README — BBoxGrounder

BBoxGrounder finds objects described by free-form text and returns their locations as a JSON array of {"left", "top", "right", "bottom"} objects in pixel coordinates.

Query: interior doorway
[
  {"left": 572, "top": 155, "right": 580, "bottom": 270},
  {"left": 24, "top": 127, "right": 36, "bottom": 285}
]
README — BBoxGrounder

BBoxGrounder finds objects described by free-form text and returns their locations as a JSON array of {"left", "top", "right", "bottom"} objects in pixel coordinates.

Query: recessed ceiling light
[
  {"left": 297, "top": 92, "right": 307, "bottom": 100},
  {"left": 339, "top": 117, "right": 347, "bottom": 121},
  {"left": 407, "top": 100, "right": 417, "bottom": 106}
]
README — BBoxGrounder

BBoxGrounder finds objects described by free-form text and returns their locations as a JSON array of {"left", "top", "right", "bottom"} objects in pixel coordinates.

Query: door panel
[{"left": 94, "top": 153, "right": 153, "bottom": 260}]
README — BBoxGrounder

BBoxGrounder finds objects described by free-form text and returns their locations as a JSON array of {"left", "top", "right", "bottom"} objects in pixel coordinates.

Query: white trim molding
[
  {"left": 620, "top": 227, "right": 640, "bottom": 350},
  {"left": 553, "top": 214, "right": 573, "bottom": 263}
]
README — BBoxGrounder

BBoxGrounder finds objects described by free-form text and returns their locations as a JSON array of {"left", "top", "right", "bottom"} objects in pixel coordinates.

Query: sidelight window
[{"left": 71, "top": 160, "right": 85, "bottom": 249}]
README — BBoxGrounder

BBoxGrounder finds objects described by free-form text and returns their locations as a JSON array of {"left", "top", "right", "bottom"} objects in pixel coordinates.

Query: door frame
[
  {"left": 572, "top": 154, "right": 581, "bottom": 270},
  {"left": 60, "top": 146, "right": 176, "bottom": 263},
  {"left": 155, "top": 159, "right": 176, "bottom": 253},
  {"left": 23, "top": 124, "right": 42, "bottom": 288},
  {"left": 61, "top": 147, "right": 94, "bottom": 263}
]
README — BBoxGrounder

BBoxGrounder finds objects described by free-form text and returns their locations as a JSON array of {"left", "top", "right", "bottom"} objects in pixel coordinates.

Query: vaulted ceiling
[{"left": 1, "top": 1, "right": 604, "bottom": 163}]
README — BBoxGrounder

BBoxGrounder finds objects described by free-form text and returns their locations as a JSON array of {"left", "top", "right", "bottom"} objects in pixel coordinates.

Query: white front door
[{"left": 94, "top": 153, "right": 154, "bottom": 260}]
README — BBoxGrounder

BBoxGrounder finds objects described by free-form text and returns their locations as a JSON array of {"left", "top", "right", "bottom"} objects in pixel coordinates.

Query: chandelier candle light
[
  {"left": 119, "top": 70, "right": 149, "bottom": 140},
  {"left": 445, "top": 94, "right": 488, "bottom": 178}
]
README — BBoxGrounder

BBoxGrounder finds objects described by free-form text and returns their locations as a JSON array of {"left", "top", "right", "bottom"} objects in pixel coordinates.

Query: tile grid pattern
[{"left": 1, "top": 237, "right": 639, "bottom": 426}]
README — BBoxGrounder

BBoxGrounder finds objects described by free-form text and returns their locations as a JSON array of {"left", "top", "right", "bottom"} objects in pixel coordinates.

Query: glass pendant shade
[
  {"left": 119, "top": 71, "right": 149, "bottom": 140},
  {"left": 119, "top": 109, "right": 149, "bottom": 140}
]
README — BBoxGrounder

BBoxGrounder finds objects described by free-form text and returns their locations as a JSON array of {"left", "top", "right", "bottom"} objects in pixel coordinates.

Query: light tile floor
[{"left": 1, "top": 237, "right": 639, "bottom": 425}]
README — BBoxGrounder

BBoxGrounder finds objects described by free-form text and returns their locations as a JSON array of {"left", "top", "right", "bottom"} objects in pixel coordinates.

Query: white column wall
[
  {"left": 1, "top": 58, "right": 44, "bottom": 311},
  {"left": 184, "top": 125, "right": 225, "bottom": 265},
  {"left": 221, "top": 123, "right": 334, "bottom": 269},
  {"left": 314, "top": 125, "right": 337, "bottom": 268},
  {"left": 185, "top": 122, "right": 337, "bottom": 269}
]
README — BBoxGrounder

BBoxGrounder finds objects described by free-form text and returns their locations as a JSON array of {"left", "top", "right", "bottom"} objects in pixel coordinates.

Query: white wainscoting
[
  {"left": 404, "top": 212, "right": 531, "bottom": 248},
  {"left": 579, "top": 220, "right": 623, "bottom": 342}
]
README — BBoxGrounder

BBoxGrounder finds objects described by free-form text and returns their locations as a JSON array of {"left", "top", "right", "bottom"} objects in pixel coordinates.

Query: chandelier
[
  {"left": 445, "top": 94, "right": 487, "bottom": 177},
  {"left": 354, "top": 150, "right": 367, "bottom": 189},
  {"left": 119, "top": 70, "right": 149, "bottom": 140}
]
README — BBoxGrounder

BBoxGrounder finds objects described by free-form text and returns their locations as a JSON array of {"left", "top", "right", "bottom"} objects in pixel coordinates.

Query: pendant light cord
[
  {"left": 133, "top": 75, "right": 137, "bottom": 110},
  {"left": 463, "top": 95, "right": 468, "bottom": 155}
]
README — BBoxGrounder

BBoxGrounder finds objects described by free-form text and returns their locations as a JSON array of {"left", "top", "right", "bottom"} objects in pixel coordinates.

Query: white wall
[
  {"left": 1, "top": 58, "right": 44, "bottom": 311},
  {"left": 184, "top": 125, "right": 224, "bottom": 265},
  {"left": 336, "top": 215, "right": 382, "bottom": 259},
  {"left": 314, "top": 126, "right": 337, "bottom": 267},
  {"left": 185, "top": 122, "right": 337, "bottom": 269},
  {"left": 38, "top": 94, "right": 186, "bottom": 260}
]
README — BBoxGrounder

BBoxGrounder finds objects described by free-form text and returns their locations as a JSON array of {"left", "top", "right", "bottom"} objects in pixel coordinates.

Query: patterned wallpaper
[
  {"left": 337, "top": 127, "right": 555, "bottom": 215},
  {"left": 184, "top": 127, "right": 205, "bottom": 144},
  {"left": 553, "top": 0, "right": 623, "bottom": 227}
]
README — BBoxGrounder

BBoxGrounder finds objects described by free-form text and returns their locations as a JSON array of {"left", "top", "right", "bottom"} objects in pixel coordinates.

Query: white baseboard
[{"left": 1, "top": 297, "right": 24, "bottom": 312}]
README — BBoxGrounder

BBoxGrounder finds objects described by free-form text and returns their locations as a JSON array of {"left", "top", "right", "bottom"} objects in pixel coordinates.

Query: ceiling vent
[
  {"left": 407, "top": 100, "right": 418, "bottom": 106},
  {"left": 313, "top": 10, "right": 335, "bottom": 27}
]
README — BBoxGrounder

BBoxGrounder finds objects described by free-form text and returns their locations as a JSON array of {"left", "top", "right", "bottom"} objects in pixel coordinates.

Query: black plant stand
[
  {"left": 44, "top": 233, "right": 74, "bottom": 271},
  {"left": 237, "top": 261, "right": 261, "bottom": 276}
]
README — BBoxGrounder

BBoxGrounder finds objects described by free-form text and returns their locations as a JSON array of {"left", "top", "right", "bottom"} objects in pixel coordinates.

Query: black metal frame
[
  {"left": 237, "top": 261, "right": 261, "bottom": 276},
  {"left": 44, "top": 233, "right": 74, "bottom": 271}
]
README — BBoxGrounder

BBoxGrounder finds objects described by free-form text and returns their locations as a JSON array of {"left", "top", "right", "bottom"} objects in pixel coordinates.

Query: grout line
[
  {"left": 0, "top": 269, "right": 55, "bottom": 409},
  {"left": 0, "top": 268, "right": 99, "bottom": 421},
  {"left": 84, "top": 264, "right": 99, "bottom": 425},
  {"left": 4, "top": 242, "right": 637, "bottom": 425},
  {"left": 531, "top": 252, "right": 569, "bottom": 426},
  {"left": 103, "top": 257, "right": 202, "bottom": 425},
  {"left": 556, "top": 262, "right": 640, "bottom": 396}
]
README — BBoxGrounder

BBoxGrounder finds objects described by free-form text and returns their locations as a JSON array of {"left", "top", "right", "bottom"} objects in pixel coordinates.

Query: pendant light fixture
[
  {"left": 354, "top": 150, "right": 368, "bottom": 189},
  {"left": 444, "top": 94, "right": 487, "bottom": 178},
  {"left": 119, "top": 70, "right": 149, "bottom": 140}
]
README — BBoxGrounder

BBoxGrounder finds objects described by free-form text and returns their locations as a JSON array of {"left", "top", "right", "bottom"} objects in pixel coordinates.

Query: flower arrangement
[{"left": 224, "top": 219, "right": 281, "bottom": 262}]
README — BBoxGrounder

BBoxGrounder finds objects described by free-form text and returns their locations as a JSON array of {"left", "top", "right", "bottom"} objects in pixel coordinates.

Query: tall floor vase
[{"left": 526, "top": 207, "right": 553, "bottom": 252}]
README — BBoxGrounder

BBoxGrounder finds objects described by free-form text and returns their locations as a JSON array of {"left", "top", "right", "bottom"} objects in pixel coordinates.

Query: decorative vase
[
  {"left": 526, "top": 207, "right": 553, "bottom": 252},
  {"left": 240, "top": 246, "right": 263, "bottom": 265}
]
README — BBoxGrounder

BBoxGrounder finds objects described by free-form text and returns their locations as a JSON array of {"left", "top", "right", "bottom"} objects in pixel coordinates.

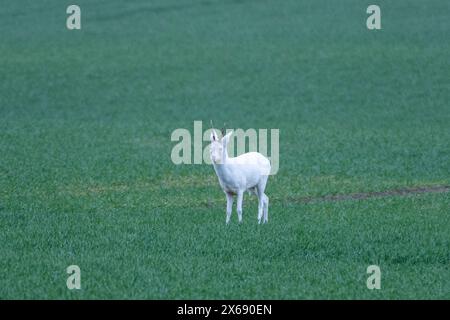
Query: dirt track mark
[
  {"left": 95, "top": 0, "right": 257, "bottom": 22},
  {"left": 287, "top": 185, "right": 450, "bottom": 204}
]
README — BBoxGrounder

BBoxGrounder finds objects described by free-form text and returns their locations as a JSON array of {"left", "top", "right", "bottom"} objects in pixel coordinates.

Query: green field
[{"left": 0, "top": 0, "right": 449, "bottom": 299}]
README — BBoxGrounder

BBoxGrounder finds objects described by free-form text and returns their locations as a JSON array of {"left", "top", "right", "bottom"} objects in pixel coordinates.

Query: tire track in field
[
  {"left": 94, "top": 0, "right": 261, "bottom": 22},
  {"left": 285, "top": 185, "right": 450, "bottom": 204}
]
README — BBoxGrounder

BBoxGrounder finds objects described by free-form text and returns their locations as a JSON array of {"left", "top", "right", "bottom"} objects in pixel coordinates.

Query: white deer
[{"left": 210, "top": 129, "right": 271, "bottom": 224}]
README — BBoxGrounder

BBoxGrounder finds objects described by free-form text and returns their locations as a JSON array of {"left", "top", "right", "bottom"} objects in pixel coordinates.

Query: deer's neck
[
  {"left": 222, "top": 144, "right": 229, "bottom": 164},
  {"left": 213, "top": 153, "right": 231, "bottom": 182},
  {"left": 213, "top": 162, "right": 230, "bottom": 187}
]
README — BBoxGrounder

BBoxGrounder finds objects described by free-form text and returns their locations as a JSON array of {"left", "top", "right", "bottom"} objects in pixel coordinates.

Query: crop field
[{"left": 0, "top": 0, "right": 449, "bottom": 299}]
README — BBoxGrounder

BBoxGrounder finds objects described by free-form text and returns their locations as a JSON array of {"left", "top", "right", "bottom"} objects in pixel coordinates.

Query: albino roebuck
[{"left": 210, "top": 129, "right": 271, "bottom": 224}]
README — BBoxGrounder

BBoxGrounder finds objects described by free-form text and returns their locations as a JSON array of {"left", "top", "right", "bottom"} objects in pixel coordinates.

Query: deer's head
[{"left": 210, "top": 128, "right": 233, "bottom": 164}]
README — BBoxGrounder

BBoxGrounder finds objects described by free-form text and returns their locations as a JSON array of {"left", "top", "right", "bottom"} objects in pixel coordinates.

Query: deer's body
[{"left": 210, "top": 130, "right": 270, "bottom": 224}]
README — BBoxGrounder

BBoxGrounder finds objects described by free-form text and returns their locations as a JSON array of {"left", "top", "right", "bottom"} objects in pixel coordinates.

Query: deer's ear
[
  {"left": 210, "top": 129, "right": 217, "bottom": 141},
  {"left": 222, "top": 130, "right": 233, "bottom": 145}
]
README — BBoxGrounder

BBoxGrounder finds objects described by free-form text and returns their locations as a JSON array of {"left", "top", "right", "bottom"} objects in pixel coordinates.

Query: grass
[{"left": 0, "top": 0, "right": 449, "bottom": 299}]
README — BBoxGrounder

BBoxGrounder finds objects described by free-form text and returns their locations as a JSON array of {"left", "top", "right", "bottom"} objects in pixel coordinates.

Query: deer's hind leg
[
  {"left": 236, "top": 190, "right": 244, "bottom": 223},
  {"left": 263, "top": 193, "right": 269, "bottom": 223},
  {"left": 257, "top": 176, "right": 269, "bottom": 224}
]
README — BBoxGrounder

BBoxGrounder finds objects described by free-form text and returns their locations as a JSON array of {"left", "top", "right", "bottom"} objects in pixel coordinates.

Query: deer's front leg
[
  {"left": 226, "top": 192, "right": 233, "bottom": 224},
  {"left": 236, "top": 190, "right": 244, "bottom": 223}
]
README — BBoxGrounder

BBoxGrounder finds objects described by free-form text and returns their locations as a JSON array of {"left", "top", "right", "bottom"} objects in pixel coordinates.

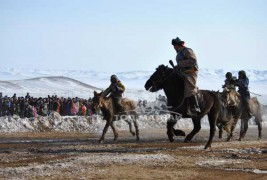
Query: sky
[{"left": 0, "top": 0, "right": 267, "bottom": 72}]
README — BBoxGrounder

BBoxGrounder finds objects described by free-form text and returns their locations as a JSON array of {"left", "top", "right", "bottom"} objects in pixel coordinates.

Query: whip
[{"left": 249, "top": 91, "right": 262, "bottom": 96}]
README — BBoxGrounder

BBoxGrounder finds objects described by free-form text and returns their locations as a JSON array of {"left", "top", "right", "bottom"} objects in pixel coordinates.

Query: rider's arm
[
  {"left": 102, "top": 85, "right": 112, "bottom": 97},
  {"left": 117, "top": 82, "right": 125, "bottom": 93}
]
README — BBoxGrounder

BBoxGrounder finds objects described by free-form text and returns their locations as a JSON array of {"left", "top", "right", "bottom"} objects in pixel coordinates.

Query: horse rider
[
  {"left": 103, "top": 75, "right": 125, "bottom": 114},
  {"left": 222, "top": 72, "right": 236, "bottom": 91},
  {"left": 233, "top": 70, "right": 252, "bottom": 118},
  {"left": 171, "top": 36, "right": 201, "bottom": 115}
]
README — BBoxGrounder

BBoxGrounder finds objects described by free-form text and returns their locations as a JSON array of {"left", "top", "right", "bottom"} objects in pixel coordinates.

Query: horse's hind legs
[
  {"left": 133, "top": 118, "right": 140, "bottom": 141},
  {"left": 110, "top": 122, "right": 119, "bottom": 142},
  {"left": 125, "top": 119, "right": 136, "bottom": 136},
  {"left": 256, "top": 118, "right": 263, "bottom": 140}
]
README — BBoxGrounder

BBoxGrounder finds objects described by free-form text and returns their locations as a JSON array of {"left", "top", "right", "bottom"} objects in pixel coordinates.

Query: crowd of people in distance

----------------

What the task requires: Set down the line holding "Query: rider's arm" and all later lines through the last one in the material above, exactly, and no other lines.

Response below:
Query: rider's arm
[
  {"left": 102, "top": 85, "right": 112, "bottom": 97},
  {"left": 117, "top": 82, "right": 125, "bottom": 93}
]
README — BBoxGrounder

BBoxGrounder finds objects described by free-form text and returns their locations as a JSON array of {"left", "top", "right", "bottom"} objects in pixel coordinates.

Query: horse rider
[
  {"left": 103, "top": 75, "right": 125, "bottom": 114},
  {"left": 222, "top": 72, "right": 236, "bottom": 91},
  {"left": 233, "top": 70, "right": 252, "bottom": 118},
  {"left": 171, "top": 36, "right": 201, "bottom": 115}
]
README — BBoxGrounder

BBoxGrounder finds objects described by free-form text and returns their locations as a JSON array of {"left", "top", "right", "bottom"} objects in pixel coordinates.

Query: horse's hind legs
[
  {"left": 133, "top": 118, "right": 140, "bottom": 141},
  {"left": 110, "top": 122, "right": 119, "bottom": 142},
  {"left": 125, "top": 119, "right": 136, "bottom": 136},
  {"left": 256, "top": 118, "right": 263, "bottom": 140}
]
README — BBoxGrounder

BBoxGrounder finds objects described by free-form text and returns their locations as a JSON array of {"left", "top", "right", "bottom"} objects in pixel coordinates.

Query: crowd of people in distance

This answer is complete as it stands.